Exercise data |
▼
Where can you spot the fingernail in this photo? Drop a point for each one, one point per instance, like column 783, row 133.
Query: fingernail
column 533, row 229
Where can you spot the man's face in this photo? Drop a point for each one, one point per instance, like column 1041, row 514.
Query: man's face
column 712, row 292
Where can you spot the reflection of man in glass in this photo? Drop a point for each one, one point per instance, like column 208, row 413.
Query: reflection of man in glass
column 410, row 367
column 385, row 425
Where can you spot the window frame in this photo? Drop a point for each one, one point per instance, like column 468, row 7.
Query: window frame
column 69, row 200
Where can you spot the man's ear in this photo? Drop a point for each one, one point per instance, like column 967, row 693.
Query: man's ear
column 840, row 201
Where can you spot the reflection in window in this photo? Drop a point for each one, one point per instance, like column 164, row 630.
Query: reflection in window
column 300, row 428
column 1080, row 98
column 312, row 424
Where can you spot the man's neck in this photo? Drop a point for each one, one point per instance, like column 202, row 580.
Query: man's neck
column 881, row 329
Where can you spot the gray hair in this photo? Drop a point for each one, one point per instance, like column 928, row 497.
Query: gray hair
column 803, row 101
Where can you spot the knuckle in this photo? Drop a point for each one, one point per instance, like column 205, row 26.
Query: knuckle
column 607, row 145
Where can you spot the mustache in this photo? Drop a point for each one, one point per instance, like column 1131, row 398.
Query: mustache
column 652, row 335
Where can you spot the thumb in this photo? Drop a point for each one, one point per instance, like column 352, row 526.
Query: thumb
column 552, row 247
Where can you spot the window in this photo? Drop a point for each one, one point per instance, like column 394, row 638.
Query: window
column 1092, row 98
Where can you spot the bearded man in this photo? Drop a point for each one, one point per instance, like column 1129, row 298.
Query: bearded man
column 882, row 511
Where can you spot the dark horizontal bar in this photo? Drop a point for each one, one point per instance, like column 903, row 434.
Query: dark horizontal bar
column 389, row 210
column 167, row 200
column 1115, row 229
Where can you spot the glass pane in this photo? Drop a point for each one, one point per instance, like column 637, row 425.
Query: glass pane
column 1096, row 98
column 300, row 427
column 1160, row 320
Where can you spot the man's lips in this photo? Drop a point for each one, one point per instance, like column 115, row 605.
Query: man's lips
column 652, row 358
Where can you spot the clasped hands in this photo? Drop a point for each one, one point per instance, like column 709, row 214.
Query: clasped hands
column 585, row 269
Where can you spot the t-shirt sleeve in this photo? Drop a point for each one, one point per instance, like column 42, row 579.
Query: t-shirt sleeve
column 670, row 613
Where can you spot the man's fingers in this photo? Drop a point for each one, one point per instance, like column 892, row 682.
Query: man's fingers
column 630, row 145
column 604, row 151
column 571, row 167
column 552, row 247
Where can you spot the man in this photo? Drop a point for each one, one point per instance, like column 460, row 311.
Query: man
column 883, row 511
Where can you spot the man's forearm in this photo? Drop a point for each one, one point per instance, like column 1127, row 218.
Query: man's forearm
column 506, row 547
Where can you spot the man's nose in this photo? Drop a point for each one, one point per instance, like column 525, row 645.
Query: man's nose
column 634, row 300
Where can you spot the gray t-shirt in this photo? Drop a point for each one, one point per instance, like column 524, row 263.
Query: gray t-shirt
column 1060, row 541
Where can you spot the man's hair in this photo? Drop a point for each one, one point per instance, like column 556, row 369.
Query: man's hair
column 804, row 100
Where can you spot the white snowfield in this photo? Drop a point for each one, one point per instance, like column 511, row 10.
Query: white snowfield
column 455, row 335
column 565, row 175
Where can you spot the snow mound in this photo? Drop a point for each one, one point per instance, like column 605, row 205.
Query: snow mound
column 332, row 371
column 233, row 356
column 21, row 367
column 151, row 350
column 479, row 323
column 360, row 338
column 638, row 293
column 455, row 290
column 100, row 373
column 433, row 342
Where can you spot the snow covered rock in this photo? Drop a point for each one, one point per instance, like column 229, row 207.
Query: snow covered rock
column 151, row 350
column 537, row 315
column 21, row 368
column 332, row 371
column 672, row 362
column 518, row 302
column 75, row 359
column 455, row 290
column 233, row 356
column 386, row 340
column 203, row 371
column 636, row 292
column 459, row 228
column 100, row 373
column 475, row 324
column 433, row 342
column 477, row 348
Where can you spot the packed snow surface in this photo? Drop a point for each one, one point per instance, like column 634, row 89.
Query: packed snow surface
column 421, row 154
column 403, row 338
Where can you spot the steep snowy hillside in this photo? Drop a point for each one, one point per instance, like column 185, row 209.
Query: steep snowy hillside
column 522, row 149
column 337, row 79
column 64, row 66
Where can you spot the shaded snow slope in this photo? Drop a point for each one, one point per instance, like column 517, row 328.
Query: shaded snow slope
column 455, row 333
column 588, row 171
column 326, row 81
▲
Required task | Copy out every one of the records above, line for line and unchanged.

Exercise answer |
Where can you spot the fingernail in this photo? Drop a point for each one, one point per instance, like column 783, row 133.
Query: fingernail
column 533, row 229
Where can you spot the man's face in this photo? Drop a point for each one, one point per instance, like column 1041, row 514.
Query: man's face
column 712, row 292
Where can you spot the reflection of man in glass in this photo? Drop a point for each one, one point per instance, like column 208, row 413.
Query: reflection of man in glass
column 410, row 367
column 385, row 425
Where can you spot the window frame in this photo? Drop a point for each one, one point per instance, like column 468, row 7.
Query: window frame
column 69, row 200
Where can you spot the man's ear in this photo? Drop a point for each one, one point per instance, like column 967, row 693.
Query: man's ear
column 840, row 201
Where can you spot the reflection in window in this photo? Drop a point for each one, one point per instance, like column 164, row 630.
Query: reflection in window
column 300, row 428
column 1080, row 98
column 312, row 424
Where can you spot the man's neck in this photo? Drop a point for each one, one point per instance, like column 202, row 580.
Query: man's neck
column 881, row 329
Where can you spot the gray hair in this photo? Drop a point for each one, one point per instance, like column 928, row 497.
Query: gray hair
column 803, row 101
Where can you spot the knuckle in this photo? Drop a point for each one, one point per instance, like column 205, row 26.
Query: knuckle
column 607, row 145
Where can you spot the mustache in this photo? Drop a point for each one, one point per instance, like column 1131, row 398.
Query: mustache
column 652, row 335
Where can you spot the thumb in this photo? Drop a point for each one, one point per instance, like column 352, row 526.
Query: thumb
column 552, row 247
Where can you spot the window in this photo? Drop a point for each one, one point per instance, like column 394, row 638.
Query: window
column 1092, row 98
Where can you spot the bearded man in this photo? Drop a point for each one, one point per instance, like column 1129, row 298.
Query: bearded man
column 882, row 511
Where can you spot the dark horizontal bar in this photo? Drop a point for each one, one point per instance, like column 903, row 434.
Query: dark horizontal bar
column 389, row 210
column 167, row 200
column 1115, row 229
Where can you spot the glass pane in this photo? Drop a point for each one, one point per instance, like column 637, row 425.
Query: glass pane
column 1096, row 98
column 300, row 427
column 1160, row 320
Where can you spot the man's lips in this photo? Drop a point for each one, one point per instance, like column 115, row 605.
Query: man's lips
column 652, row 358
Where can you spot the clasped hands in this photo? Drop a point for each one, one point per instance, like column 709, row 214.
Query: clasped hands
column 585, row 269
Where can you spot the t-shirt sleeve in this photo? Drop a point for each one, one point per instance, like column 42, row 579.
Query: t-shirt sleeve
column 670, row 613
Where can you spot the man's fingers in this photo? Drop a point for each one, one point per instance, like column 892, row 682.
Query: man's fingers
column 630, row 145
column 604, row 151
column 571, row 167
column 552, row 247
Where can you spot the man in this photo? Drop a point for each one, one point per instance, like column 460, row 311.
Query: man
column 883, row 511
Where can you spot the man's forearm in this photo? Drop a point for each one, one point per instance, like column 1127, row 218.
Query: man's forearm
column 506, row 547
Where can you spot the man's nose in this photo? Drop a point for each one, one point per instance, like column 525, row 645.
Query: man's nose
column 634, row 300
Where can you spot the gray t-shirt in this photo? Drop a point for each one, one point per instance, like column 524, row 263.
Query: gray t-shirt
column 1060, row 541
Where can you spot the man's hair in this photo? Drop a point for each one, one point per instance, like column 556, row 369.
Query: man's hair
column 804, row 100
Where can you spot the white snowfield in this photo? Drop a point for each one, one point per instance, like column 511, row 10.
Query: white snowfield
column 455, row 335
column 565, row 175
Where can you spot the snow mound in this photo? Drop a point for each one, one point per instance, like column 605, row 205.
Query: snow mound
column 332, row 371
column 233, row 356
column 21, row 367
column 151, row 350
column 479, row 323
column 360, row 338
column 638, row 293
column 455, row 290
column 100, row 373
column 433, row 342
Where can you spot the snow covered rock in this photo? Drop a point for each one, one point per instance, like column 229, row 207.
Query: snow covered rock
column 151, row 350
column 537, row 315
column 21, row 368
column 332, row 371
column 672, row 362
column 518, row 302
column 75, row 359
column 455, row 290
column 233, row 356
column 386, row 340
column 203, row 371
column 636, row 292
column 459, row 228
column 100, row 373
column 475, row 324
column 433, row 342
column 477, row 348
Where can you spot the packed snow surface in this photo? Drop a point for each one, one point per instance, like column 634, row 89.
Query: packed snow surface
column 421, row 154
column 403, row 338
Where can you spot the steep snowy hillside in this photo? Drop a point for each one, one point per instance, like column 185, row 209.
Query: steep snowy hillside
column 522, row 149
column 337, row 79
column 64, row 66
Where can you spot the shaded snow slope in this photo? Drop a point for each one, one point per instance, like column 517, row 328.
Query: shaded snow slope
column 455, row 333
column 588, row 171
column 326, row 81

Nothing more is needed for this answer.